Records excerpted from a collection
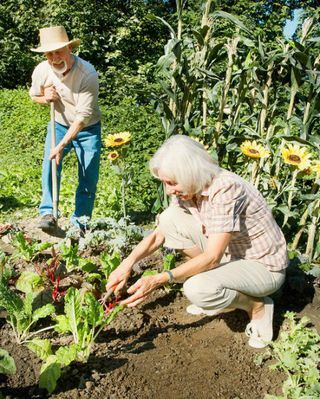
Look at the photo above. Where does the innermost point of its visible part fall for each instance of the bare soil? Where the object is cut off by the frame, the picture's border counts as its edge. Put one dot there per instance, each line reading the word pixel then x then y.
pixel 157 350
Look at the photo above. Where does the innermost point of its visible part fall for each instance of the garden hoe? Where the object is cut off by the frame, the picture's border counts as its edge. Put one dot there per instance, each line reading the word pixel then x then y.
pixel 54 166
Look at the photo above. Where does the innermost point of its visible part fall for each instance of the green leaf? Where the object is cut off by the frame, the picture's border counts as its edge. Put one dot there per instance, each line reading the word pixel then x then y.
pixel 169 262
pixel 94 311
pixel 149 273
pixel 43 312
pixel 87 266
pixel 29 282
pixel 73 309
pixel 113 313
pixel 63 326
pixel 49 374
pixel 7 364
pixel 233 19
pixel 67 354
pixel 10 300
pixel 41 347
pixel 27 304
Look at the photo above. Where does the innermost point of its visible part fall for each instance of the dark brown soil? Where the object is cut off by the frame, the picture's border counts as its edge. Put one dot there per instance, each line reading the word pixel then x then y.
pixel 159 351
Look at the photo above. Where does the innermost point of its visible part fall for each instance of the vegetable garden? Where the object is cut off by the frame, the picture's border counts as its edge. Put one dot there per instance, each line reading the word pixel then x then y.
pixel 252 97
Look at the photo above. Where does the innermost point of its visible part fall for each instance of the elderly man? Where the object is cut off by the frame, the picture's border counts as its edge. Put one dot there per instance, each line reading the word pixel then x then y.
pixel 237 253
pixel 72 84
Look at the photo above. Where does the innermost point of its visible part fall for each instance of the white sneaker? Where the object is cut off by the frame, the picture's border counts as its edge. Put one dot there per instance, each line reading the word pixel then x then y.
pixel 260 331
pixel 196 310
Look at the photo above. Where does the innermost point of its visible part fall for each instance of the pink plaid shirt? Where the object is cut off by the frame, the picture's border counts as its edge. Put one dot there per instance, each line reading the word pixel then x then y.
pixel 232 205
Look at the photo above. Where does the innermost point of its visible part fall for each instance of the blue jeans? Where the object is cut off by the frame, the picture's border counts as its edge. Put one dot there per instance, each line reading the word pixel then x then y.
pixel 87 145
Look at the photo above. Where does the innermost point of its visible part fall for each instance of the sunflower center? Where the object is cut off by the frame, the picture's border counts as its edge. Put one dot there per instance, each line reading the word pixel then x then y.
pixel 294 158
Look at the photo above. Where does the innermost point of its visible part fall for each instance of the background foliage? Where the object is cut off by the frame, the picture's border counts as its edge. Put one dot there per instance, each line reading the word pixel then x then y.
pixel 218 70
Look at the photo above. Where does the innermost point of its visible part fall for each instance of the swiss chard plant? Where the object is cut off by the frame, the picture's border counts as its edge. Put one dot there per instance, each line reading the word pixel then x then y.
pixel 27 248
pixel 7 364
pixel 83 318
pixel 21 314
pixel 297 353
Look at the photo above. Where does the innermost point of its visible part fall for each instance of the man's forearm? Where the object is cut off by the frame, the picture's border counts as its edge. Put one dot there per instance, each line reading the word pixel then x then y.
pixel 71 134
pixel 40 100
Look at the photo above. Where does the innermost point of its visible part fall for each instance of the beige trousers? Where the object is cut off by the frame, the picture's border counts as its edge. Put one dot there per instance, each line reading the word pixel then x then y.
pixel 218 287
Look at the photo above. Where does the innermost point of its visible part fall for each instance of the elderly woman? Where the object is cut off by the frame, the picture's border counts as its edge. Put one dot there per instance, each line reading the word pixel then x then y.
pixel 236 252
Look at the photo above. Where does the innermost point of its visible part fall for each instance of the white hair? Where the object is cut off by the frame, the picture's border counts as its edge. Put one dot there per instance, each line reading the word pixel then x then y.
pixel 186 162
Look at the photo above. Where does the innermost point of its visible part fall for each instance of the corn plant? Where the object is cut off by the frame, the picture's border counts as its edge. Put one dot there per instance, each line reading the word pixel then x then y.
pixel 228 91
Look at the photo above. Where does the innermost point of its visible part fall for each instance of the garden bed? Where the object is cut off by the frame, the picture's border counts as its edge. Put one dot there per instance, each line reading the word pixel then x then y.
pixel 158 350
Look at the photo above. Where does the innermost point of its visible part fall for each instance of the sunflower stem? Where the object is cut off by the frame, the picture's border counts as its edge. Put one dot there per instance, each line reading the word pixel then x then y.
pixel 255 168
pixel 302 223
pixel 290 196
pixel 312 230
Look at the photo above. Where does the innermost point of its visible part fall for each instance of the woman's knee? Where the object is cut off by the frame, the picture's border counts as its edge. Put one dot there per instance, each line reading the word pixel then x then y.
pixel 195 291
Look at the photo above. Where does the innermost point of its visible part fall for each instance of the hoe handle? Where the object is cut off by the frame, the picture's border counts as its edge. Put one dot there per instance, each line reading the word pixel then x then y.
pixel 54 164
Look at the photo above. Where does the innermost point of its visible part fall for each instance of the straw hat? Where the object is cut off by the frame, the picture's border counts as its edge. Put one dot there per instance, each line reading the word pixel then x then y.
pixel 54 38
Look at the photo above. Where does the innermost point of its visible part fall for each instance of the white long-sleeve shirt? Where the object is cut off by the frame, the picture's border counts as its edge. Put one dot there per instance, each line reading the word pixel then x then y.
pixel 78 91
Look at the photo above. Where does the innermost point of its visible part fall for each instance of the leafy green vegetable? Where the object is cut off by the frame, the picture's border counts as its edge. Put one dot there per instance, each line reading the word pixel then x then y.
pixel 7 364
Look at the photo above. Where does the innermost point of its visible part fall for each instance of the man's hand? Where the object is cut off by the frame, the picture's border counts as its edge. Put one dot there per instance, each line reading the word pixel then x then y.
pixel 56 153
pixel 50 94
pixel 142 288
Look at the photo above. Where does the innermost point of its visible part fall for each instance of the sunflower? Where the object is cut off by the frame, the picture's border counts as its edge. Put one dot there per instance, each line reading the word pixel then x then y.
pixel 254 150
pixel 315 167
pixel 117 139
pixel 113 155
pixel 199 141
pixel 296 156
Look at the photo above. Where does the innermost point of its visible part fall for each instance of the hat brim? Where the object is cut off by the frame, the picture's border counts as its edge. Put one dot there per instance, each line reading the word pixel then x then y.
pixel 56 46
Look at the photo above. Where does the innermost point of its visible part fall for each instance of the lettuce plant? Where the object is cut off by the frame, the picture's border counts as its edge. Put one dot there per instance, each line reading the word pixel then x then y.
pixel 297 353
pixel 26 248
pixel 20 313
pixel 7 364
pixel 84 318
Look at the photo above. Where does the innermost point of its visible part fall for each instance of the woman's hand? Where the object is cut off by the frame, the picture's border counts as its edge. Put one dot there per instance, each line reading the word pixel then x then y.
pixel 143 287
pixel 119 277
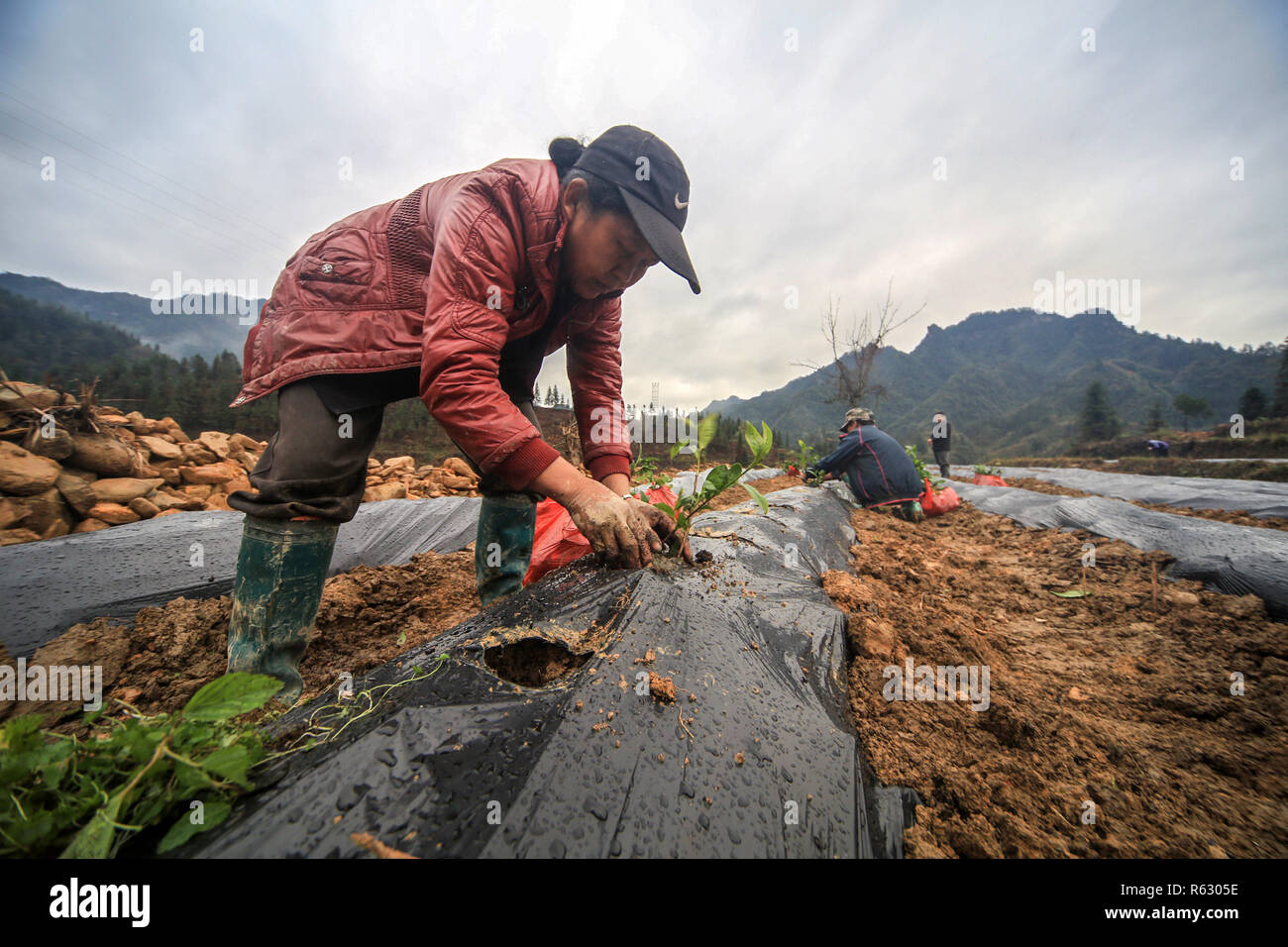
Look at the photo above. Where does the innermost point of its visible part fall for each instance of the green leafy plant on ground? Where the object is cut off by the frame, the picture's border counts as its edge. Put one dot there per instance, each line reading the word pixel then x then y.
pixel 936 483
pixel 84 796
pixel 644 470
pixel 719 479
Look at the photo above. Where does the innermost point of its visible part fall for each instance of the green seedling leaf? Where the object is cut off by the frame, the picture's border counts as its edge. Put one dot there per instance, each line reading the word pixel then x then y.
pixel 231 694
pixel 231 763
pixel 214 812
pixel 94 840
pixel 758 496
pixel 707 428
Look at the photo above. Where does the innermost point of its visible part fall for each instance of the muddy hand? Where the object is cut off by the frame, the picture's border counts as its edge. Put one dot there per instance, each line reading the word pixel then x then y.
pixel 618 534
pixel 664 526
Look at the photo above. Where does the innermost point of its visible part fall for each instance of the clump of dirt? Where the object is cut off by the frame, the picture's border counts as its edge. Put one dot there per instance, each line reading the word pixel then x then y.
pixel 1100 706
pixel 1236 517
pixel 532 661
pixel 661 688
pixel 368 617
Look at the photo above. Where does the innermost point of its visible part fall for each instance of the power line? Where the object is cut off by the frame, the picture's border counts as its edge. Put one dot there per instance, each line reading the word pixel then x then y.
pixel 147 200
pixel 128 158
pixel 136 210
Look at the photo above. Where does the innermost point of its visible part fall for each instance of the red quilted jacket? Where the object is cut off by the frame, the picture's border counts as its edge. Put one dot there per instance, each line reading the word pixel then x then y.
pixel 442 279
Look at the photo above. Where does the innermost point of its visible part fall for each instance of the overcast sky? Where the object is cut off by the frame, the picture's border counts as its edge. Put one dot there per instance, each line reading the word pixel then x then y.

#### Stated goal
Reproduce the material from the line with "of the lettuce" to the line with "pixel 368 617", swapping "photo" for "image" and changing nothing else. Leave the pictures out.

#### Written solution
Look at the image above. Where does the innermost point of its visible part fall for each instance of the lettuce plant? Where the object is cut off by the frame, the picture's border counts as its edge. Put one dot there per instance, each line reading the word pixel then x then y.
pixel 297 353
pixel 26 248
pixel 20 313
pixel 7 364
pixel 84 318
Look at the image above. Where does the innermost point of its visible part fall for each instance of the woman's hand? Where the object is cut off by the frame, the picture's border counts as its edge. Put one dot there per instance, each line reading the word pixel then x then y.
pixel 143 287
pixel 119 277
Look at the image above. Where does the innermost point of its visible part fall for each instance of the green leafy plant on ground? Where the object is cut off by the frame, the picture's border counts as its edge. Put one dot there per instance, each line reading the word pixel then x then y.
pixel 936 483
pixel 84 796
pixel 644 470
pixel 719 479
Look at the image above. Where does the innermost point of its visible part fall for each instance of the green seedling leaf? Where the object is cut off by the frame, the picture's border counts as its edge. Put one dot there per instance, each line reading the word pixel then x then y.
pixel 231 694
pixel 231 763
pixel 214 812
pixel 94 840
pixel 758 496
pixel 707 428
Look at the image above. Where does the innermost point of its visible part fall for each instance of the muddy hand? Where the object is cut off by the frame, the picture's border counts as its edge. Put one dot there per instance, each line reading the word pixel then x then y.
pixel 618 534
pixel 664 526
Look at the image above. Where does the innermost point of its visible part fall for each instance of the clump of dirt? Where the object is cut off by the frame, the picture's border counts as its edge. Put one dot there per instance, each line reading the word pixel then x then y.
pixel 1100 706
pixel 1236 517
pixel 532 661
pixel 661 688
pixel 368 617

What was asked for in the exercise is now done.